## start Source data
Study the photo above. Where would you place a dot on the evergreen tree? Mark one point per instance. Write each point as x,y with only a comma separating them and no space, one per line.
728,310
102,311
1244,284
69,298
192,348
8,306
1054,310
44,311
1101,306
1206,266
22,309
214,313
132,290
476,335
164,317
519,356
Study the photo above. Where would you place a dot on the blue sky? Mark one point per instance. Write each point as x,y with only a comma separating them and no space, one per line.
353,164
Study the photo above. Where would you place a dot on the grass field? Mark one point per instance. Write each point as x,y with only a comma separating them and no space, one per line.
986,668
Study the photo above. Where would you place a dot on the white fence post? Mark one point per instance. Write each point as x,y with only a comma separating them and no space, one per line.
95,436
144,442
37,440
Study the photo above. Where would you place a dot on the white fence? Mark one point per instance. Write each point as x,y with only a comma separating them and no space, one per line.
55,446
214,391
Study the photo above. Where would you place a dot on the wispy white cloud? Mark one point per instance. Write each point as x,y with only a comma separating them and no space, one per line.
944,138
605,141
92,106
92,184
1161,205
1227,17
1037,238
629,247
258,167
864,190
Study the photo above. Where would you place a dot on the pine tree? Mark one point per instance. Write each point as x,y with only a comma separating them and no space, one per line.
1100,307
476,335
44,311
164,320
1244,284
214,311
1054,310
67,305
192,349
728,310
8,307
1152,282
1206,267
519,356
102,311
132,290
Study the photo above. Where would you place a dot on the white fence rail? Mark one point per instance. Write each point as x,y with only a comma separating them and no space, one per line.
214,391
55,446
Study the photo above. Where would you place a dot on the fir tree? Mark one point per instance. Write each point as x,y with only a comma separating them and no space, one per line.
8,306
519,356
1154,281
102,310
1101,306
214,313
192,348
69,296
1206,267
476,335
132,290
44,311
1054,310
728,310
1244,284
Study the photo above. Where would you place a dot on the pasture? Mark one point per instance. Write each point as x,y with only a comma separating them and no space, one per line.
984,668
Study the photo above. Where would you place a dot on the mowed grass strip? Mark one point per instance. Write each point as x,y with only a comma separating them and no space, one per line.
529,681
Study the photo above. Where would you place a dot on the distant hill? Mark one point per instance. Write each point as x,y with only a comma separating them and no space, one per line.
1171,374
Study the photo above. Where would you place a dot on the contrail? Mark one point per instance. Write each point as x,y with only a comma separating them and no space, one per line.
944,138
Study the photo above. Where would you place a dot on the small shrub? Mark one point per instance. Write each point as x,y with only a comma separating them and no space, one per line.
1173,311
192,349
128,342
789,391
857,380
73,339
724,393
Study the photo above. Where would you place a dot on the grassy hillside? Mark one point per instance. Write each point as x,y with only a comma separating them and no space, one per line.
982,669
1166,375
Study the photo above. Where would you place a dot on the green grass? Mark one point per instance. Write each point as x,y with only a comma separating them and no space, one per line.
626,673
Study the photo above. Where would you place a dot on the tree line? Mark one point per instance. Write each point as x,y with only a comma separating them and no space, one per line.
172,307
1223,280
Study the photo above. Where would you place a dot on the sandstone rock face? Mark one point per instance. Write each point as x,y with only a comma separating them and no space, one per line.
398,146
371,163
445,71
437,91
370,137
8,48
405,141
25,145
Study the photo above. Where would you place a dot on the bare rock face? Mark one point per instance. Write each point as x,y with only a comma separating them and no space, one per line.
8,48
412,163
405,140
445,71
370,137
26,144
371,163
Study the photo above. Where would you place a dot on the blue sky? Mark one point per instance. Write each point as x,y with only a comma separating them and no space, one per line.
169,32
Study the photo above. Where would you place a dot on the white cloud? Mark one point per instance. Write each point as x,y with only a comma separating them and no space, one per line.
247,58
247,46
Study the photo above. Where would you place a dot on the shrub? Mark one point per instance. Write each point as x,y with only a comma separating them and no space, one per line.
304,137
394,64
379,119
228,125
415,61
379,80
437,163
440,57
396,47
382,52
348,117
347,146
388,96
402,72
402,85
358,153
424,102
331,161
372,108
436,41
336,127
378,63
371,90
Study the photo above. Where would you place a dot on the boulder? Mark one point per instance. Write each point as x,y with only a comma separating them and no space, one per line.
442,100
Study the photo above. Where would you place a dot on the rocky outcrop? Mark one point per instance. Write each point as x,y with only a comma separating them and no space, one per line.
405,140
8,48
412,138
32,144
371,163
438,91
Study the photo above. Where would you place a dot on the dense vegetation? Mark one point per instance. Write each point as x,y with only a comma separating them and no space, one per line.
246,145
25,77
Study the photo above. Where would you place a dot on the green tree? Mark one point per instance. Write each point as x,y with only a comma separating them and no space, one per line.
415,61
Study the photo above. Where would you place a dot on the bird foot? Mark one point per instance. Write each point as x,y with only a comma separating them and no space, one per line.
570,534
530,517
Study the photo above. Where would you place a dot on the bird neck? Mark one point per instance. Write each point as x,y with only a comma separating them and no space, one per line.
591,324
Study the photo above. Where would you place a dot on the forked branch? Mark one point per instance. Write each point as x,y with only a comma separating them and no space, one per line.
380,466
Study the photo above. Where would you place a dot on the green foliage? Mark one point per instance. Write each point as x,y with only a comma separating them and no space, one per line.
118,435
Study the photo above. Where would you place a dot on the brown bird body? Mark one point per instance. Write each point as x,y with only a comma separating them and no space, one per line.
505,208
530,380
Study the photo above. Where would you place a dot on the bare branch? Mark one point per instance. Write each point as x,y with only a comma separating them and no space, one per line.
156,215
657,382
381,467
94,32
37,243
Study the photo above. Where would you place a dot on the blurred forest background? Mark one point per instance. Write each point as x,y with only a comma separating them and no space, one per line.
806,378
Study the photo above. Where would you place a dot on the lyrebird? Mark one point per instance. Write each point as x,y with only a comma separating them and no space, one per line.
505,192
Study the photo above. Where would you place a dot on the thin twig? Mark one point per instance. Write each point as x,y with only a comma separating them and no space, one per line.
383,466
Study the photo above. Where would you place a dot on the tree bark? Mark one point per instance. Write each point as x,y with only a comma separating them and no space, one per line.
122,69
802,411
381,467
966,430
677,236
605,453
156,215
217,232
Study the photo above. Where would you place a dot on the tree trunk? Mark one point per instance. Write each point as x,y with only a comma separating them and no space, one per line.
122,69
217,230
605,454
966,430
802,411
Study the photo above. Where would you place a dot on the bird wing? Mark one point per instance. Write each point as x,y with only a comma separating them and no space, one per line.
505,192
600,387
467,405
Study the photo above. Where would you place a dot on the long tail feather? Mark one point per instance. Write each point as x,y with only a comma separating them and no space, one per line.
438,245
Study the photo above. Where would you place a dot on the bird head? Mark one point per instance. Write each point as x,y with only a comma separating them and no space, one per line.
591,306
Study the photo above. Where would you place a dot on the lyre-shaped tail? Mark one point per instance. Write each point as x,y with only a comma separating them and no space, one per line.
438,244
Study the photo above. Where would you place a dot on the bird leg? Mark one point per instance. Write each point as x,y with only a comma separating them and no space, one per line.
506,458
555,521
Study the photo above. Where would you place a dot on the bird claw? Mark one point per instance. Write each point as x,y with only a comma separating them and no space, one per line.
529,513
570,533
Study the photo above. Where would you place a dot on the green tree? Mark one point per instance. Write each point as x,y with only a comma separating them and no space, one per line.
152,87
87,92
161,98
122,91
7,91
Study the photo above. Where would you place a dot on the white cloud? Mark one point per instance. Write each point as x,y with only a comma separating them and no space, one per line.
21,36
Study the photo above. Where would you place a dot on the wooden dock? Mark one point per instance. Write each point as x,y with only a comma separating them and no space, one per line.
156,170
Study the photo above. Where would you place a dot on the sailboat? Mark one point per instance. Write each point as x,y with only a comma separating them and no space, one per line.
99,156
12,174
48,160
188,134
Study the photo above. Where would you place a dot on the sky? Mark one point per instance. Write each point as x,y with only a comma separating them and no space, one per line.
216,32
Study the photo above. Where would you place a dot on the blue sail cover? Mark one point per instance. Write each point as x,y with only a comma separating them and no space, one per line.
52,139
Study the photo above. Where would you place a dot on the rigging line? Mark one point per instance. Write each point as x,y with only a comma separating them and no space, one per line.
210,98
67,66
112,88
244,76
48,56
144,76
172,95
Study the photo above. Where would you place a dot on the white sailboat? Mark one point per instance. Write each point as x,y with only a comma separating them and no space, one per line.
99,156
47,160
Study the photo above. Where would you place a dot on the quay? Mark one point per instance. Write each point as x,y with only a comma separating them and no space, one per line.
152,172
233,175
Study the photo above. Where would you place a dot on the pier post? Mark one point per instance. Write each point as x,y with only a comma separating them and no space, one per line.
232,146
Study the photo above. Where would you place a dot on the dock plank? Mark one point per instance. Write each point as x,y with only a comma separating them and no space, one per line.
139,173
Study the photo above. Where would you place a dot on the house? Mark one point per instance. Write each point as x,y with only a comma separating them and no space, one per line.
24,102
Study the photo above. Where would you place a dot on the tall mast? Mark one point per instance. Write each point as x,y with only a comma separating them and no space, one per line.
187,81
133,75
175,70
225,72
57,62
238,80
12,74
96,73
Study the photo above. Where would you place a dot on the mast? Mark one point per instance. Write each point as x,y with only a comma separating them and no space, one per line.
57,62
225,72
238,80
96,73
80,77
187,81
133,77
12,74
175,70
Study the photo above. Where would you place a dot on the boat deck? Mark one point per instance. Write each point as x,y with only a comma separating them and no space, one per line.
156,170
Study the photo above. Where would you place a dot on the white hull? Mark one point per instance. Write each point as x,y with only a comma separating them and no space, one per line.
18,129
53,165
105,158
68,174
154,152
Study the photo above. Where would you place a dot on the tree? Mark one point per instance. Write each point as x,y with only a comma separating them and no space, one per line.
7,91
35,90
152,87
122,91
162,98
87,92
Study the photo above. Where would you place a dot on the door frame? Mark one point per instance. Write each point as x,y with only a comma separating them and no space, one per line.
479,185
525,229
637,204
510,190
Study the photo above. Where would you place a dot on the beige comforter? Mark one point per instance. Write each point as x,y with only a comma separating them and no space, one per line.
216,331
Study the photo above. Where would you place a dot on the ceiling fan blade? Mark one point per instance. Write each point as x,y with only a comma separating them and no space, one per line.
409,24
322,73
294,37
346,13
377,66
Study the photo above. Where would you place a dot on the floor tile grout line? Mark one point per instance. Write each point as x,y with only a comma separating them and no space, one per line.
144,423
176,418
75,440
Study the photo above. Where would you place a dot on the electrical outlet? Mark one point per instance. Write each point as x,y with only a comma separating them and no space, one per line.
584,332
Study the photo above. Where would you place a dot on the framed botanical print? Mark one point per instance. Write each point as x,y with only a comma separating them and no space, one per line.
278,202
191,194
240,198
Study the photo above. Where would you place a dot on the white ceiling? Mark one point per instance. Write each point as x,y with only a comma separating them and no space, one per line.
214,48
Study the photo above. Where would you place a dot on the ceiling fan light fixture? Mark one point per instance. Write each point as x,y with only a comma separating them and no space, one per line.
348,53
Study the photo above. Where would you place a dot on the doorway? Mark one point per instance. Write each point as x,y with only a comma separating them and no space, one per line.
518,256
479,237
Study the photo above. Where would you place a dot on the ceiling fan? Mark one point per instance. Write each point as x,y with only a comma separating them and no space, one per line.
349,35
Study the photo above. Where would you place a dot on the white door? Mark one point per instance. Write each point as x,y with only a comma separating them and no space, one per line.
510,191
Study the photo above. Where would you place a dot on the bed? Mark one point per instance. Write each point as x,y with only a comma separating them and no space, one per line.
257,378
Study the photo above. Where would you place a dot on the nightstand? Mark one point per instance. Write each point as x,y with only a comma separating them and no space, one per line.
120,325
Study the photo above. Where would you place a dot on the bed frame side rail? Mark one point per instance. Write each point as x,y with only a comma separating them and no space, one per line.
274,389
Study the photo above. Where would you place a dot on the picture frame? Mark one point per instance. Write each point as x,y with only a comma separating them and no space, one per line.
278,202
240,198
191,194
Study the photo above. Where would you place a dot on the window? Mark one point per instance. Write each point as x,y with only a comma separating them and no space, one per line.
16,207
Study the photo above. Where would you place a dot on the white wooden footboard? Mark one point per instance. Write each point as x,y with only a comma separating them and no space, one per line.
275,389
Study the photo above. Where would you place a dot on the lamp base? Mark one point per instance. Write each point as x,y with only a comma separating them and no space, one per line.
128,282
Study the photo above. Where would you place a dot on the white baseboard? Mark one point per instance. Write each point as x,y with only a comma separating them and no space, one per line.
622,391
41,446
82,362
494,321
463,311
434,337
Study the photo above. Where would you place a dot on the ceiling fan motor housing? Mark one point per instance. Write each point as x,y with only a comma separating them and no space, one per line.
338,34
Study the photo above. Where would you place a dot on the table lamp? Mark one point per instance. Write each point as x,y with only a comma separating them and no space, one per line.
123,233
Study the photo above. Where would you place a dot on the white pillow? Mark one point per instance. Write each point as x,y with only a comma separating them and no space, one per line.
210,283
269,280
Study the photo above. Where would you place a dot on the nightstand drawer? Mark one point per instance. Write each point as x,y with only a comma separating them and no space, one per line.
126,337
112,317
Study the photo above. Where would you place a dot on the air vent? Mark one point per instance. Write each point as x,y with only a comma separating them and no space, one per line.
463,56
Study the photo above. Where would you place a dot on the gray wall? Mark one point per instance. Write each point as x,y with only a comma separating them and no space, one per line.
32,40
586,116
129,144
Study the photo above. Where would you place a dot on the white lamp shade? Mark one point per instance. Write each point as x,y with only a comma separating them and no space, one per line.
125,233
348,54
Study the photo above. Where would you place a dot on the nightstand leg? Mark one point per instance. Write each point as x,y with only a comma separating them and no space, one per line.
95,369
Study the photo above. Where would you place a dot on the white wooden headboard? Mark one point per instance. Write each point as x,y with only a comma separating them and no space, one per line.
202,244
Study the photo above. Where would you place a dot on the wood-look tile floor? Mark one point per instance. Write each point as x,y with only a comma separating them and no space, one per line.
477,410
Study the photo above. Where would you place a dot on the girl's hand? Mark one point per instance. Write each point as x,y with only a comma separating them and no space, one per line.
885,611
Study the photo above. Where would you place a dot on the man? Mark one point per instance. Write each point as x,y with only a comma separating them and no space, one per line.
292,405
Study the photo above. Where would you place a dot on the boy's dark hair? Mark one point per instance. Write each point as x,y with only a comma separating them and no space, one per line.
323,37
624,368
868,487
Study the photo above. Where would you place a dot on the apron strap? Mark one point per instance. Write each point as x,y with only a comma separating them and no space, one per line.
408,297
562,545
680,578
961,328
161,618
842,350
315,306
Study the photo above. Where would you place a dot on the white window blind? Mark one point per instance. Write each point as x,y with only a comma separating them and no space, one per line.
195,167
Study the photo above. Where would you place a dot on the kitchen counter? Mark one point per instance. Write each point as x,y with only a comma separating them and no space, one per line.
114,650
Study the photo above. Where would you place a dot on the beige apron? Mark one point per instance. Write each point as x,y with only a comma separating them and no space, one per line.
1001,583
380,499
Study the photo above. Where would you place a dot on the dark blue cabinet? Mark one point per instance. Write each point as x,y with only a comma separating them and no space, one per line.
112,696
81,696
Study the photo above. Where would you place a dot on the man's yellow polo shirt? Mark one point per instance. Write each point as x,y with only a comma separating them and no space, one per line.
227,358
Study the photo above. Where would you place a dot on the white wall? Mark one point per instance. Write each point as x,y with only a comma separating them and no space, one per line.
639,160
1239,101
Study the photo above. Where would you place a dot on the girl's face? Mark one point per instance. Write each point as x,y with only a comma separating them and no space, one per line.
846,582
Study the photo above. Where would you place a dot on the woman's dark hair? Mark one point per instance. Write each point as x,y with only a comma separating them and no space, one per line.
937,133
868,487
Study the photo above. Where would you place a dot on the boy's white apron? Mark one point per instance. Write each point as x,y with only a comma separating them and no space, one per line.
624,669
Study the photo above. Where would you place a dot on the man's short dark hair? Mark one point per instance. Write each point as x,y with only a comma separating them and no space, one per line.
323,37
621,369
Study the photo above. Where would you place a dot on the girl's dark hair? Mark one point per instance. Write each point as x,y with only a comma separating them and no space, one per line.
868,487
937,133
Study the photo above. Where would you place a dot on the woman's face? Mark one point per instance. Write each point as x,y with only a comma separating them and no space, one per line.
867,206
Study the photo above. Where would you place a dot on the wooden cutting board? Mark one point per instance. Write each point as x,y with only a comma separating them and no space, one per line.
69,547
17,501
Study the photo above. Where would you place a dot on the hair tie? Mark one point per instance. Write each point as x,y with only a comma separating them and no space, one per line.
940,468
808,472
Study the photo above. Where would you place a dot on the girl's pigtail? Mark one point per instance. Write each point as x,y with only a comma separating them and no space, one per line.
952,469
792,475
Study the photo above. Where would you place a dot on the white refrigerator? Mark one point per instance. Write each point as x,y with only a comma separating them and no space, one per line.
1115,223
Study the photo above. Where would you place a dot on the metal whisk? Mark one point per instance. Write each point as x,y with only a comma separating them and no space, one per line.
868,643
## end Source data
Prompt -
Rewrite the lines from the line with "the white refrigerator?" to the end of the records, replacing "metal whisk" with "wire whisk" and leaving everything else unchanged.

Result of this task -
Study the photo above. Where would you place a dot on the white refrigerator? Mark one point per instance. Write each point as x,y with only a comma separating them and no space, one per line.
1115,223
Study the photo above. Where would you place a dot on the wire whisk? Mark one point per instance. Write each point as x,y with only a comma separating them and no space, one per line.
868,643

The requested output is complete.